▶ **AIM**: Copy out the listing below word for word, starting at the line that contains "the gas stove" and ending at the last line of the listing, both included.

▶ **EXERCISE DATA**:
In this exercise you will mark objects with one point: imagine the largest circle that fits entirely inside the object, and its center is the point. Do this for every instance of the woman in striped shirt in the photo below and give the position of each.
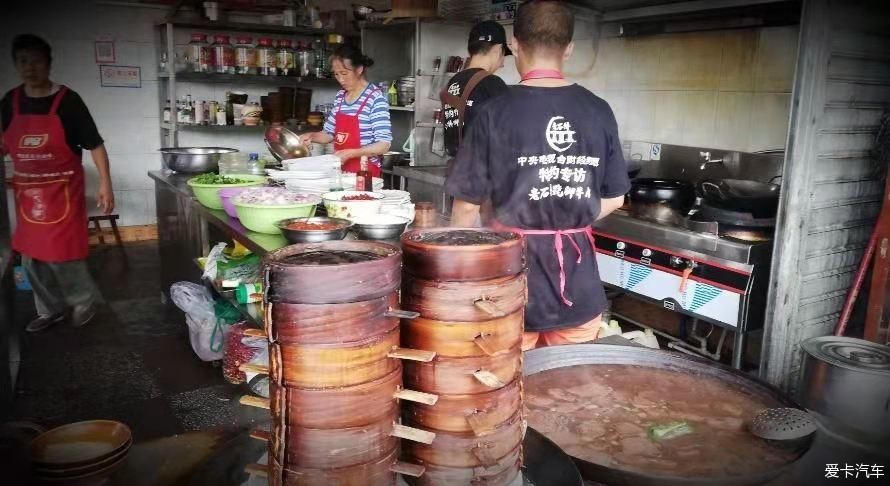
(359, 124)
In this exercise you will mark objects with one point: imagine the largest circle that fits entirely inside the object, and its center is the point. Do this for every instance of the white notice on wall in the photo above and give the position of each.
(120, 76)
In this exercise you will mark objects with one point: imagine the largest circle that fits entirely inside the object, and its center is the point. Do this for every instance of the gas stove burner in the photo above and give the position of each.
(748, 235)
(740, 219)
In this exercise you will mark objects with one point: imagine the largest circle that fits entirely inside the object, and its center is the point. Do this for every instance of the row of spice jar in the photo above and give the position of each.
(268, 57)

▶ **ANSWER IN FULL**:
In this exercise you will mark objects with one point: imagine the largest circle that fits entirely inside the object, and its center is the point. Do this for every instance of the gas stove burner in the photo above and give the position of each.
(748, 235)
(740, 219)
In this exercise you will mark objects with one point: imagine the largest circle that fits entirely inside the object, and its center is the point. Do this for every instance of the row of spice jar in the photo above and give the position of each.
(268, 57)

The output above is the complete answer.